## START
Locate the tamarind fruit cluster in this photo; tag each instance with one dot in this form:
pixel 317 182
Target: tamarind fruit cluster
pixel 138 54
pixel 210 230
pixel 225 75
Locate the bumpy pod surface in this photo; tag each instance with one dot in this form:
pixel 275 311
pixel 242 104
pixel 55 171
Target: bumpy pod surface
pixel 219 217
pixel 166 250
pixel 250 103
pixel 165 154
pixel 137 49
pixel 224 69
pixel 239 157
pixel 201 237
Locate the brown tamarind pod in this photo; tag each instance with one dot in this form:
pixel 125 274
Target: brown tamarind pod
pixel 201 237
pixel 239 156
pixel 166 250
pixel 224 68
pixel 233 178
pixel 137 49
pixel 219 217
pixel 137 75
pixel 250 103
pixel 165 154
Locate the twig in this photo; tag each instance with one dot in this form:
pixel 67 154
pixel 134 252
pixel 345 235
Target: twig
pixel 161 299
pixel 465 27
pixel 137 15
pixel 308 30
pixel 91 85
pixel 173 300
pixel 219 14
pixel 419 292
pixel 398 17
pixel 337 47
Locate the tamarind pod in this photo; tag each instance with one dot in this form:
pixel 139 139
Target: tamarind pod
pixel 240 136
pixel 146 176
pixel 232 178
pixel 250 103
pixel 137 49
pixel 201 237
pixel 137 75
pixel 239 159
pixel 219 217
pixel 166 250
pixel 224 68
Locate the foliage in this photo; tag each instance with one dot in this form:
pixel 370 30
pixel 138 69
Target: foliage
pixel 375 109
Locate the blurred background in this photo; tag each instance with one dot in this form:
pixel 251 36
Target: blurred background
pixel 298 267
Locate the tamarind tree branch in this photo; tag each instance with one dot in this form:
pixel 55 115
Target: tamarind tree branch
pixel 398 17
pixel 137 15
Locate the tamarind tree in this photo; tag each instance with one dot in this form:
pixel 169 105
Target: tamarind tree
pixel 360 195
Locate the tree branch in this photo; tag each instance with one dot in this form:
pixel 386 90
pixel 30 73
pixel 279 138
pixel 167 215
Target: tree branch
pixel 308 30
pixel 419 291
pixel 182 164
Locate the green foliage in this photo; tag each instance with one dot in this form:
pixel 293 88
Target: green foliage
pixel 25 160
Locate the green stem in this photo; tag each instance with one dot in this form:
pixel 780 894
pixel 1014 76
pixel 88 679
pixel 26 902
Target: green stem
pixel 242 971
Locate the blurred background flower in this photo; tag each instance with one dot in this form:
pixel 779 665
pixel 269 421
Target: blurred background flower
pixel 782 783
## END
> Written request: Convert every line of the listing above into a JSON array of strings, one string per line, with blank lines left out.

> In response:
[
  "Locate the tamarind fruit cluster in this photo; tag each instance with one dot in this form:",
  "pixel 317 182",
  "Target: tamarind fruit cluster",
  "pixel 138 54",
  "pixel 210 230",
  "pixel 225 75",
  "Locate the bumpy pod surface in this photo; tag each instance with one dot in this form:",
  "pixel 275 311",
  "pixel 242 104",
  "pixel 55 171",
  "Target: bumpy pod surface",
  "pixel 219 217",
  "pixel 166 250",
  "pixel 250 103",
  "pixel 165 154",
  "pixel 137 49",
  "pixel 224 69",
  "pixel 239 157",
  "pixel 201 237",
  "Locate the brown tamarind pod in this photo; tag each instance with one dot in this form:",
  "pixel 125 274",
  "Target: brown tamarind pod",
  "pixel 201 237",
  "pixel 239 156",
  "pixel 166 250",
  "pixel 224 68",
  "pixel 233 178",
  "pixel 137 49",
  "pixel 219 217",
  "pixel 137 75",
  "pixel 250 103",
  "pixel 165 154",
  "Locate the twig in this photo; tag each instance with one dot in this form:",
  "pixel 67 154",
  "pixel 134 252",
  "pixel 345 235",
  "Target: twig",
  "pixel 161 299",
  "pixel 465 27",
  "pixel 137 15",
  "pixel 308 30",
  "pixel 91 85",
  "pixel 173 300",
  "pixel 219 14",
  "pixel 419 292",
  "pixel 398 17",
  "pixel 337 47",
  "Locate the tamarind pod in this photo; tag each instance with one dot in this form:",
  "pixel 139 139",
  "Target: tamarind pod",
  "pixel 240 136",
  "pixel 146 176",
  "pixel 232 178",
  "pixel 250 103",
  "pixel 137 49",
  "pixel 201 237",
  "pixel 137 75",
  "pixel 239 159",
  "pixel 219 217",
  "pixel 166 250",
  "pixel 224 68",
  "Locate the foliage in this photo; tag each instance with one dot in this form:",
  "pixel 370 30",
  "pixel 138 69",
  "Target: foliage",
  "pixel 375 109",
  "Locate the blurred background in this photo; tag each instance with one dot in this form:",
  "pixel 251 36",
  "Target: blurred background",
  "pixel 298 267",
  "Locate the tamarind tree branch in this photo; tag each instance with one dot in this form:",
  "pixel 55 115",
  "Target: tamarind tree branch",
  "pixel 398 17",
  "pixel 137 15",
  "Locate the tamarind tree in this photo; tag each instance with one dot in this form:",
  "pixel 169 105",
  "Target: tamarind tree",
  "pixel 360 195",
  "Locate the tree branch in this photo; tag each instance with one dot in this form:",
  "pixel 386 90",
  "pixel 30 73",
  "pixel 279 138",
  "pixel 167 215",
  "Target: tree branch",
  "pixel 308 30",
  "pixel 419 291",
  "pixel 182 164",
  "Locate the green foliage in this photo; tag each instance with one dot in this form:",
  "pixel 293 88",
  "Target: green foliage",
  "pixel 25 160",
  "Locate the green stem in this photo; tag each instance with one dot in this form:",
  "pixel 780 894",
  "pixel 1014 76",
  "pixel 88 679",
  "pixel 26 902",
  "Target: green stem",
  "pixel 242 971",
  "Locate the blurred background flower in this photo; tag each instance with one dot in this form:",
  "pixel 779 665",
  "pixel 269 421",
  "Target: blurred background flower",
  "pixel 782 783"
]